[Stored records]
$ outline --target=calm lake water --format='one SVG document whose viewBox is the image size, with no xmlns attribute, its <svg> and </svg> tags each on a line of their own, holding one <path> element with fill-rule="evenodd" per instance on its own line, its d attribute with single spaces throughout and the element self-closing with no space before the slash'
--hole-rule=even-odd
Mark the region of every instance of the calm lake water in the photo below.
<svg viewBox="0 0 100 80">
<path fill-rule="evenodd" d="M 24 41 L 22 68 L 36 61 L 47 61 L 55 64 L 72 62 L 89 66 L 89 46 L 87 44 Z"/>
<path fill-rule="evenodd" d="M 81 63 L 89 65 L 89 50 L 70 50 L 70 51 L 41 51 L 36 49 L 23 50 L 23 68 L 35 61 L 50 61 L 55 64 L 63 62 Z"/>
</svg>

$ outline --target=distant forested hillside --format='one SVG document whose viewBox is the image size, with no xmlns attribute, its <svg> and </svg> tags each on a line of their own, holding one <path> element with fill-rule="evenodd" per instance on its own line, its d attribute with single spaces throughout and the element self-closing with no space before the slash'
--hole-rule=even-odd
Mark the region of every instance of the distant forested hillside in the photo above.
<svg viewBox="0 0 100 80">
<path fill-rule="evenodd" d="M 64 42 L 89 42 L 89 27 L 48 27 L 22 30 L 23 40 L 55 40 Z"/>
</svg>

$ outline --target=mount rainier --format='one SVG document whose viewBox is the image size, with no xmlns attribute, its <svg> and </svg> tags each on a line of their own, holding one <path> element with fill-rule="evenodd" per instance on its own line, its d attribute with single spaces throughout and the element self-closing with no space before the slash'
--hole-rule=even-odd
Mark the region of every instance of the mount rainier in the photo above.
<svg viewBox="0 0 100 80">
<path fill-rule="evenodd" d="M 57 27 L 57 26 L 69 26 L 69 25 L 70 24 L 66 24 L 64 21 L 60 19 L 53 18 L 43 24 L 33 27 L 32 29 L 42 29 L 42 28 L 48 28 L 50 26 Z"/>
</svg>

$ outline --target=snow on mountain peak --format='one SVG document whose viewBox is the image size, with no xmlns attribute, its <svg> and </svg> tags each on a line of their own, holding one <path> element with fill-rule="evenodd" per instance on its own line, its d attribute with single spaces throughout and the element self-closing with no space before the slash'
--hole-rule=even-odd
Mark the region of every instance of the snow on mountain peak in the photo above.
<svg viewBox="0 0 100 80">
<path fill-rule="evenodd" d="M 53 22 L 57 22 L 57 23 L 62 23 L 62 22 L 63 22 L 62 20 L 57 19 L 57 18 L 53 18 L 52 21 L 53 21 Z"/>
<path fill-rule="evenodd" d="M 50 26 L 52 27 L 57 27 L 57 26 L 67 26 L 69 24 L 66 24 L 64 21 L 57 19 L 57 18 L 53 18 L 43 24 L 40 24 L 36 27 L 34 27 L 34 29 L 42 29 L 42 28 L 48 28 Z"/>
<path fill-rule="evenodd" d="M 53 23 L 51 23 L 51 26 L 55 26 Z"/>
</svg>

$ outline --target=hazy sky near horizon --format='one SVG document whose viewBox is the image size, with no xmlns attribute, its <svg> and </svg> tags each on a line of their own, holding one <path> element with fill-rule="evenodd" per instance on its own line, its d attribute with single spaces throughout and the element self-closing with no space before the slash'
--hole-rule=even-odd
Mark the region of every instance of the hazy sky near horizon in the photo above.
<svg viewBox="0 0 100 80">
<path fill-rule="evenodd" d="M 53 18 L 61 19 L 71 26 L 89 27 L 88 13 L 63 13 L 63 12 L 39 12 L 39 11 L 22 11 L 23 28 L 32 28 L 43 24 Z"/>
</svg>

◆ Work instructions
The expected response is every record, reproduced word for word.

◆ Exercise response
$ outline --target=calm lake water --format='one SVG document whose viewBox is the image size, with no xmlns attribute, its <svg> and </svg> tags each on a line of their own, holding one <path> element with fill-rule="evenodd" per instance on its own line, its d attribute with single spaces throughout and the element self-closing with no space before the slash'
--hole-rule=even-odd
Mark the region of every instance of the calm lake water in the photo below.
<svg viewBox="0 0 100 80">
<path fill-rule="evenodd" d="M 24 41 L 22 68 L 36 61 L 47 61 L 55 64 L 72 62 L 89 66 L 89 46 L 87 44 Z"/>
<path fill-rule="evenodd" d="M 81 63 L 89 65 L 89 50 L 70 50 L 70 51 L 41 51 L 36 49 L 23 50 L 23 68 L 35 61 L 50 61 L 55 64 L 63 62 Z"/>
</svg>

$ outline --target=distant forested hillside --format='one SVG document whose viewBox is the image size, with no xmlns attribute, its <svg> and </svg> tags each on a line of their own, holding one <path> element with fill-rule="evenodd" per instance on its own line, its d attribute with single spaces throughout and the element self-closing with no space before the slash'
--hole-rule=even-odd
Mark the region of every instance of the distant forested hillside in the photo above.
<svg viewBox="0 0 100 80">
<path fill-rule="evenodd" d="M 64 42 L 89 42 L 89 27 L 48 27 L 22 30 L 23 40 L 55 40 Z"/>
</svg>

$ outline --target=mount rainier --format='one SVG document whose viewBox is the image size, with no xmlns attribute, its <svg> and </svg> tags each on a line of their own, holding one <path> element with fill-rule="evenodd" per instance on its own line, its d attribute with single spaces throughout and the element self-closing with no space before the slash'
--hole-rule=even-odd
Mark the region of every instance of the mount rainier in the photo above.
<svg viewBox="0 0 100 80">
<path fill-rule="evenodd" d="M 57 27 L 57 26 L 69 26 L 69 25 L 70 24 L 66 24 L 64 21 L 60 19 L 53 18 L 43 24 L 33 27 L 32 29 L 42 29 L 42 28 L 48 28 L 50 26 Z"/>
</svg>

$ outline --target=snow on mountain peak --format='one SVG document whose viewBox is the image size, with no xmlns attribute, its <svg> and </svg> tags each on a line of their own, holding one <path> element with fill-rule="evenodd" per instance on its own line, its d attribute with single spaces throughout and the element self-closing with no space before the slash'
--hole-rule=even-odd
Mark the region of every instance of the snow on mountain peak in the photo above.
<svg viewBox="0 0 100 80">
<path fill-rule="evenodd" d="M 53 22 L 57 22 L 57 23 L 62 23 L 62 22 L 63 22 L 62 20 L 57 19 L 57 18 L 53 18 L 52 21 L 53 21 Z"/>
<path fill-rule="evenodd" d="M 50 26 L 52 27 L 57 27 L 57 26 L 67 26 L 69 24 L 66 24 L 64 21 L 57 19 L 57 18 L 53 18 L 43 24 L 40 24 L 36 27 L 34 27 L 34 29 L 42 29 L 42 28 L 48 28 Z"/>
<path fill-rule="evenodd" d="M 53 23 L 51 23 L 51 26 L 55 26 Z"/>
</svg>

$ outline --target=hazy sky near horizon --format='one SVG document whose viewBox is the image size, with no xmlns attribute, its <svg> and </svg> tags each on a line of their own, holding one <path> element with fill-rule="evenodd" per instance on its own line, its d attribute with single spaces throughout and the element self-closing with no space before the slash'
--hole-rule=even-odd
Mark the region of every instance of the hazy sky near horizon in the photo above.
<svg viewBox="0 0 100 80">
<path fill-rule="evenodd" d="M 53 18 L 61 19 L 71 26 L 89 27 L 88 13 L 63 13 L 63 12 L 39 12 L 39 11 L 22 11 L 23 28 L 32 28 L 43 24 Z"/>
</svg>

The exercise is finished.